■ Given task ■
Resume the piece on signals for timing a market downturn, writing on from its final bullet point.

■ Document excerpt ■
The imbalances in and of themselves do not help with the timing of the financial market downturn and economic contraction that would correspond with their unwinding. The lopsidedness has existed for several years already and only become more extreme. For the timing of the unwinding, we need to look at macro signals that have been reliable forecasting tools ahead of prior downturns. At Crescat, never have we seen the timing indicators more abundant nor more aligned than they are today:

  • Bearish late-cycle Fed pause;
  • Global dollar-based liquidity squeeze;
  • Global M2 and central bank assets have contracted;
  • Record rate-of-change in Fed interest rate hikes + quantitative tightening;
  • Multiple bearish US Treasury yield curve inversions;
  • Falling 2-year Treasury yield;
  • US versus world yield curve inversions;
  • US versus world same-term yield spread extremes and reversals;
  • Consumer confidence faltering from cyclical contrarian peak;
  • Declining pace of labor gains from contrarian unemployment low;
  • US earnings growth massive deceleration;
  • Global economic surprise downward trend;
  • Global PMI declining trend;
  • Record late-cycle dollar volume of IPOs and busted IPOs;
  • Corporate credit spreads recently near-record tight, starting to slip;
  • Utility stocks starting to diverge from US treasuries; and
  • Breakout in the gold-to-S&P 500 ratio from a multi-year resistance line.

■ Given information ■
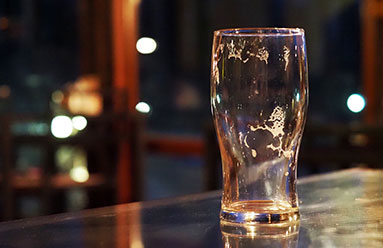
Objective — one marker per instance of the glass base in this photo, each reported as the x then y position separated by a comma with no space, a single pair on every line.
259,212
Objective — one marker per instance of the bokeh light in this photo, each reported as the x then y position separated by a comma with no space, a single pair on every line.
356,103
146,45
143,107
79,174
61,126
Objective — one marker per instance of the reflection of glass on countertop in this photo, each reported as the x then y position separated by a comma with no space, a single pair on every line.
260,235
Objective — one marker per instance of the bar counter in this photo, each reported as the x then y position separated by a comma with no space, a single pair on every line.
339,209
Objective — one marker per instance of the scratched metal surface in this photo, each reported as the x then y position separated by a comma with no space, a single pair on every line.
340,209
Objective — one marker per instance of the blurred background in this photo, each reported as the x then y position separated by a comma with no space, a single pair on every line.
105,102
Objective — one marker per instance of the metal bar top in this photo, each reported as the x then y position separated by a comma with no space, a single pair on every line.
339,209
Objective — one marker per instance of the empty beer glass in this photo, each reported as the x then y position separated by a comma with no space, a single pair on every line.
259,97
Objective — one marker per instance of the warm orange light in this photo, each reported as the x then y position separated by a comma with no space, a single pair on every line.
84,96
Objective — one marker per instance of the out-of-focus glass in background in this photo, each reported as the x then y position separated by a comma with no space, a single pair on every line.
69,140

■ Right answer ■
To see Crescat’s macro charts on these, please refer to our recent quarterly and monthly letters, macro decks, website, and social media all accessible through our website.

One unique aspect of this cycle with respect to the extension of the US stock market has been the US administrations’ relentless hype of a US-China trade deal that has kept the market aloft. As we have been saying, any material trade deal remains highly unlikely. We laid out all the reasons in our last quarterly letter. Last Friday, it became clear to us that there is no imminent trade deal with China. It should soon become clear to everyone. We believe the US and China are firmly embroiled in a trade war if not a new cold war. It is yet another bearish macro timing signal that draws its closest parallel to 1930 when the US Congress passed the Smoot-Hawley Tariff Act, one of the catalysts for the Great Depression.

Crescat relies first and foremost on macro fundamentals, as opposed to technical analysis, to time the business cycle and position our portfolios. Nonetheless, we can’t help but point out the bearish triple top pattern on the S&P 500 with a broken trendline. This could be the technical signature of a historic market top.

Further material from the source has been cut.